Text block START

2. The balance of convenience lies in favour of the respondent.
3. Damages would furnish an adequate remedy.
Injunction therefore refused.
Australian Broadcasting Corporation v O'Neill (2006) 227 CLR 57; Jakudo Pty Ltd v South Australian Telecasters Ltd (1997) 69 SASR 440; Sanderson Motors v Yorke Star Motors [1983] 1 NSW LR 513; Bills of Exchange Act 1909 (Cth) s 8(1); Meat & Allied Trades Federation v Australian Meat Industry Employees Union [1990] 1 Qd R 441; Nexus Mortgage Securities Pty Ltd v Ecto Pty Ltd [1998] 4 VR 220; Cheshire and Fifoot's Law of Contract 8th Australian Edition 2002; Bills of Exchange Act 1909 (Cth) s 8(1); Meat & Allied Trades Federation v Australian Meat Industry Employees Union [1990] 1 Qd R 441; Nexus Mortgage Securities Pty Ltd v Ecto Pty Ltd [1998] 4 VR 220; Liangis Investments Pty Ltd v Ipex ITG Pty Ltd [2005] ACTCA 2, referred to.
State Transport Authority v Apex Quarries Ltd [1988] 4 VR 187; Lucas Stuart Pty Ltd v Hemmes Hermitage Pty Ltd [2010] NSWCA 283; Australian Broadcasting Corp v Lenah Game Meats Ltd (2001) 208 CLR 199, applied.
Fletcher Construction Australia Ltd v Varnsdorf Pty Ltd [1998] 3 VR 812, distinguished.
Codelfa Constructions Pty Ltd v The State Rail Authority (NSW) (1992) 149 CLR 337; Perre v Apand Pty Ltd (1999) 198 CLR 180, discussed.

Text block END
Data extracts START

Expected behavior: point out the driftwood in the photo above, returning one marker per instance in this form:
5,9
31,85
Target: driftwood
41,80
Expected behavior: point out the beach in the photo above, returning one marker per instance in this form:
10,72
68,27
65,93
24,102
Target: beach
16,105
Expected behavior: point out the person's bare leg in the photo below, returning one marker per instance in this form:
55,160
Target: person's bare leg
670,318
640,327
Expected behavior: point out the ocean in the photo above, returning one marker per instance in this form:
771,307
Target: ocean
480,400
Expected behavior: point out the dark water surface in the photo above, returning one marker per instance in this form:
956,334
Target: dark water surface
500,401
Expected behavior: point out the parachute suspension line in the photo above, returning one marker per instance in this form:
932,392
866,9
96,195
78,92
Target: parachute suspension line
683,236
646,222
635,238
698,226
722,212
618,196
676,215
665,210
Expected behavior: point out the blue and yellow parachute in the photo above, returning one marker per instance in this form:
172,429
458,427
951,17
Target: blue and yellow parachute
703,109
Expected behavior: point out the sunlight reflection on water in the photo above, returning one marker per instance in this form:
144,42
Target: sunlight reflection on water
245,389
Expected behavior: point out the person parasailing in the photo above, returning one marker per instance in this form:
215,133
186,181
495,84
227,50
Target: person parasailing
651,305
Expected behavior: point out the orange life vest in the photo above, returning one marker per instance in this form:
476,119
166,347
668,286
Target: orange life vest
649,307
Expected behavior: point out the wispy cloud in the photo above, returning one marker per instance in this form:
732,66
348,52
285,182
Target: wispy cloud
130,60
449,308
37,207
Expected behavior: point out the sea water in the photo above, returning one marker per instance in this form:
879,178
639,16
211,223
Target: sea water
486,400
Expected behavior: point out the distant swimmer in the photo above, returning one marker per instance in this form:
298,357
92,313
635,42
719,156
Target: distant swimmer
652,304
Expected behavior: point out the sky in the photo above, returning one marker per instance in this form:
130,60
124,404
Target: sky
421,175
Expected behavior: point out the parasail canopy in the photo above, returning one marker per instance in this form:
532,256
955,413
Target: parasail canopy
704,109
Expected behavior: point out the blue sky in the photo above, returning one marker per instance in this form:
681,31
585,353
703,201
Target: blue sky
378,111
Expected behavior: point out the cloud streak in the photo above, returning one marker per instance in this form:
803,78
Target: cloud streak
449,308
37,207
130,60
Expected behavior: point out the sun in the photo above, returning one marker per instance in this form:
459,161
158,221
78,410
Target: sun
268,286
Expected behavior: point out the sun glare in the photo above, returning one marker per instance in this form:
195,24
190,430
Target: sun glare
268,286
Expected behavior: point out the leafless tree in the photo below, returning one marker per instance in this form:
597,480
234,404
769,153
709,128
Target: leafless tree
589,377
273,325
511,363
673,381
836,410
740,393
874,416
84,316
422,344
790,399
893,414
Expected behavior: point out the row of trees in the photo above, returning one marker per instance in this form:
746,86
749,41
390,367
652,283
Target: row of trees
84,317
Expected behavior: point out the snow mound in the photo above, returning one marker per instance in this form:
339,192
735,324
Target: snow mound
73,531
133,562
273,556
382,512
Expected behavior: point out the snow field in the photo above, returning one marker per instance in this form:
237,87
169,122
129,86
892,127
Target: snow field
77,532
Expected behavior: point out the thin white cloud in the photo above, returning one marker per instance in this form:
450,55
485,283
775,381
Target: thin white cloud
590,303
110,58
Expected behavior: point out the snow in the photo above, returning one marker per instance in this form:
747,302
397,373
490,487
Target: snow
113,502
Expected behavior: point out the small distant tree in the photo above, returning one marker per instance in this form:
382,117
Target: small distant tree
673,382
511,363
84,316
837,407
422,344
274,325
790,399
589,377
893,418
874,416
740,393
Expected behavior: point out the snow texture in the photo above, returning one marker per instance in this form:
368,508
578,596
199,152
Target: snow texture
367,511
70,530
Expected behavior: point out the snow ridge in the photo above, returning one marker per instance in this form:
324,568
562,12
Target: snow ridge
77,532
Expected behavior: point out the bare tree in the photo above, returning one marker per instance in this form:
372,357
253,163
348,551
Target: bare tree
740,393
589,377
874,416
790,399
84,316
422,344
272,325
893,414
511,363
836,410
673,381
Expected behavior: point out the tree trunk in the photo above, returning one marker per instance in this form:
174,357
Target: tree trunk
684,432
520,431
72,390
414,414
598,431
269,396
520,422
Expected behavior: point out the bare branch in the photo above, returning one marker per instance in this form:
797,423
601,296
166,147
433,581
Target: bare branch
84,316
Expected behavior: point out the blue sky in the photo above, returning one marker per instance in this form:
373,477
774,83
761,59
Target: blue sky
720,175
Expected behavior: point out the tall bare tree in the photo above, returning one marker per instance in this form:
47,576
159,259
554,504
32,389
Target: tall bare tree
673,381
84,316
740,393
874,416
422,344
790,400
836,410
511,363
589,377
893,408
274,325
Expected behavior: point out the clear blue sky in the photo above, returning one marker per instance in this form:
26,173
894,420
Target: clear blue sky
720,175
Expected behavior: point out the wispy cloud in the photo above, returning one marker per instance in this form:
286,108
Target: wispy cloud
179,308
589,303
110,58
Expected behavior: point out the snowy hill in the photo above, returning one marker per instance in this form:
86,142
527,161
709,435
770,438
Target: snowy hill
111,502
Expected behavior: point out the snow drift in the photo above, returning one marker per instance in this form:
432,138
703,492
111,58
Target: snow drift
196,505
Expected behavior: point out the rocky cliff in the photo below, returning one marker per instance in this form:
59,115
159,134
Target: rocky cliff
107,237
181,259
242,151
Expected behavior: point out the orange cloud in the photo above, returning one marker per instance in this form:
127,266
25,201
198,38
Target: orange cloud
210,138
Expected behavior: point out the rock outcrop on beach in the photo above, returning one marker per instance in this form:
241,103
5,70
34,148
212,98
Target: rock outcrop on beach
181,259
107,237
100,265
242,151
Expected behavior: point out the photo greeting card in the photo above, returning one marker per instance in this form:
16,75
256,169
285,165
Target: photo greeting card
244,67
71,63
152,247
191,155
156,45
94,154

Data extracts END

* What to work on:
a – Answer these questions from the injunction headnote, one line each:
(i) In whose favor does the balance of convenience lie?
(ii) What would furnish an adequate remedy?
(iii) Which case is listed as distinguished?
b – Set down the part of the injunction headnote that opens with the words "State Transport Authority" and closes with "VR 812, distinguished.", copying it exactly.
c – Supply the next part of the injunction headnote, starting after its last line.

* Expected results:
a –
(i) The respondent.
(ii) Damages.
(iii) Fletcher Construction Australia Ltd v Varnsdorf Pty Ltd [1998] 3 VR 812.

b –
State Transport Authority v Apex Quarries Ltd [1988] 4 VR 187; Lucas Stuart Pty Ltd v Hemmes Hermitage Pty Ltd [2010] NSWCA 283; Australian Broadcasting Corp v Lenah Game Meats Ltd (2001) 208 CLR 199, applied.
Fletcher Construction Australia Ltd v Varnsdorf Pty Ltd [1998] 3 VR 812, distinguished.

c –
RUR INVESTMENTS PTY LTD v INDEPENDENT PRACTITIONER NETWORK LTD
[2011] SADC 61The proceedings
The parties to this interlocutory application for injunctive relief, entered into an agreement for the purchase and sale of a medical centre at Happy Valley. The applicant as vendor, warranted that the business would achieve certain stated levels of revenue over the following three years. This warranty was supported by way of successive bank guarantees. When the income stream for the second year fell below the targeted level, the respondent as purchaser of the business, purported to call in the relevant guarantee. The applicant seeks an interlocutory injunction preventing it from presenting that guarantee for payment. It is this precise issue which forms the subject-matter of this judgment.
The acquisition agreement
The subject agreement entitled “Fountain Valley Medical Centre Acquisition Agreement” was dated 3 November 2008.[1] Settlement occurred on 8 December 2008. It concerned an established medical practice at Happy Valley. The sale price was $2.1 million on a “walk in, walk out” basis, as Mr Winter counsel for the applicant expressed it.
[1] Exhibit “NWW4”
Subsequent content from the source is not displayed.